- TASKS AND EXERCISES -
A: Name all the foods, other than the tea itself, that the dental college exam passage says were served to the external examiner.
B: For each statement, answer yes or no according to the dental college exam passage, and quote the words that decide it:
(i) The college operated out of a residential building and some tin sheds.
(ii) The external examiner calmly agreed when handed the duplicate blank sheets.
(iii) Internal examiners are described as more timid than external examiners.
C: In the dental college exam passage, what did the Chairman pull out from below his table?

- GIVEN PASSAGE -
Somewhere in the northern part of India. A university examination for BDS final year, some 17 years ago. At a dental college that then operated out of a four-storey residential building and some tin sheds. No rules existed in those days about minimum requirements of land and building, equipment, number of faculty or patient quotas.
The external examiner was an honest, upright gentleman. The owner of the college - the Chairman, as most owners of private colleges are usually referred to - was not. At the end of the examinations, the external examiner filled up the awards list, signed, sealed and submitted it to the college, to be forwarded to the university. The owner invited the external examiner to his room for a cup of tea.
Along with his tea and an elaborate side of samosas, pakodas, sandwiches and biscuits, the frail-looking partly bald examiner was served a few sheets of paper - a duplicate set of blank awards list sheets. Please sign this.
The righteous professor was indignant. He practically threw an apoplectic fit. The beady-eyed Chairman expressionlessly heard him out till he had finished. Then he quietly pulled out an automatic from below his table, ceremoniously placed it in front of him, and softly repeated, "Please sign this."
In the last so many years, external examiners have generally made it a practice to hand over signed blank awards lists to the internal examiner. And internal examiners are far more timid and malleable than external examiners.
So the examinee knows that the marks she / he receives in the university examinations are entirely in the hands of the internal examiner(s). So how does the student directly pressurize the internal examiner, without waiting for the Chairmen to come into the picture?

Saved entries
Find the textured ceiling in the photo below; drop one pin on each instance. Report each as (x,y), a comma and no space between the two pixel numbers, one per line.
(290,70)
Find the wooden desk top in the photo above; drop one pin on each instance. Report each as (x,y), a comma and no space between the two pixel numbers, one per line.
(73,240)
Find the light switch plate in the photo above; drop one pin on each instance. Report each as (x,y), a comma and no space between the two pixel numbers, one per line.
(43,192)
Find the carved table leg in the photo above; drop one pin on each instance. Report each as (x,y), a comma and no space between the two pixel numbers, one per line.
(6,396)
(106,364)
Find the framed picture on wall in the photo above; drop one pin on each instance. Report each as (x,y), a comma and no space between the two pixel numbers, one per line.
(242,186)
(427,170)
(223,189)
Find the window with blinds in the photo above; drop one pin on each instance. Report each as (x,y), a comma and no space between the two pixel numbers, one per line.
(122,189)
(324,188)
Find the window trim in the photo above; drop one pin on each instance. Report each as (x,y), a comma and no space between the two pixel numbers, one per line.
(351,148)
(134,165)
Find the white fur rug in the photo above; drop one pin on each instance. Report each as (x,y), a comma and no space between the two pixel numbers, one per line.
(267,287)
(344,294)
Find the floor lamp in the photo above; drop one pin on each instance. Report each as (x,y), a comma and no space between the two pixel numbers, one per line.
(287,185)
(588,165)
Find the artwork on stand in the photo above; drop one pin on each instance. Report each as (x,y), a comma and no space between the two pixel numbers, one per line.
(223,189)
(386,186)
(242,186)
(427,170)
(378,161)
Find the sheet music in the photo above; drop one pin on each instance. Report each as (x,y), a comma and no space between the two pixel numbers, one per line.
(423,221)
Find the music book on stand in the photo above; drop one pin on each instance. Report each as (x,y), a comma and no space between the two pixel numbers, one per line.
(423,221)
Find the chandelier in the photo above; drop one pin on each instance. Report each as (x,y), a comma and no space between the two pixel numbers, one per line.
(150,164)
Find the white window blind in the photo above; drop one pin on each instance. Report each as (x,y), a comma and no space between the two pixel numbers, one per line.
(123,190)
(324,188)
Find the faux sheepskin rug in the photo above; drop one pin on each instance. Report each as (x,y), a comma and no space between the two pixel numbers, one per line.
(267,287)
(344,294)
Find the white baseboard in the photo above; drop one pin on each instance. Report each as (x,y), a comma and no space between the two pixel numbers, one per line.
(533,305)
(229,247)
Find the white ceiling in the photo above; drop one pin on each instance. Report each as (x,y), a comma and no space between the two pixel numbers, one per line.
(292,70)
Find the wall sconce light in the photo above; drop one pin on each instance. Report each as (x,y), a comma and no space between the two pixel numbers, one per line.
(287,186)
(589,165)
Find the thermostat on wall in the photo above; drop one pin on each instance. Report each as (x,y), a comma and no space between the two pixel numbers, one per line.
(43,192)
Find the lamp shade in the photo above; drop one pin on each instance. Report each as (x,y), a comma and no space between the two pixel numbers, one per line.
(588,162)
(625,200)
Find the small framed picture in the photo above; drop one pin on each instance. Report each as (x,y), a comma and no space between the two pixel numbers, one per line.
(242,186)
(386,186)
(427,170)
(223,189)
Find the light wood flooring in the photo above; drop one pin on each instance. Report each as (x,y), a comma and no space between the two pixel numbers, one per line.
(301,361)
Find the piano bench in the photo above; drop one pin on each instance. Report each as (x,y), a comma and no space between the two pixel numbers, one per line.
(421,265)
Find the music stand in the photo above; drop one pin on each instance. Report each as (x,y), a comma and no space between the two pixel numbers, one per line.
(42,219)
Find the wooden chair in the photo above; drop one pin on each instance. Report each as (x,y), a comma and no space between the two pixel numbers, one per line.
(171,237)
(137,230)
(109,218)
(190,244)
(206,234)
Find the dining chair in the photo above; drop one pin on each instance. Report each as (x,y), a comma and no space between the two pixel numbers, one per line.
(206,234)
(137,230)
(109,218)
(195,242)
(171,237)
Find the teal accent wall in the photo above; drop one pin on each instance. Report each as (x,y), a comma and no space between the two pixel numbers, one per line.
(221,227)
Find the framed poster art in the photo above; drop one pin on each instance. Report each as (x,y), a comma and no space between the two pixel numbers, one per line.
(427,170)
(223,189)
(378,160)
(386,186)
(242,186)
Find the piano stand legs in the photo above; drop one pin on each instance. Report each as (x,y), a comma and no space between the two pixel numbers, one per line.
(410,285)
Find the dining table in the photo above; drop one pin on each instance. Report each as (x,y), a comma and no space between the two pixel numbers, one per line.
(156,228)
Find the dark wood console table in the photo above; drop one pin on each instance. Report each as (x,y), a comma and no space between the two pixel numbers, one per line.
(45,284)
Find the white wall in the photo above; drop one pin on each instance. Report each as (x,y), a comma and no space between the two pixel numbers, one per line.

- EXERCISE SOLUTIONS -
A: Samosas, pakodas, sandwiches and biscuits.

B:
(i) Yes: "operated out of a four-storey residential building and some tin sheds"
(ii) No: "The righteous professor was indignant."
(iii) Yes: "internal examiners are far more timid and malleable than external examiners"

C: An automatic.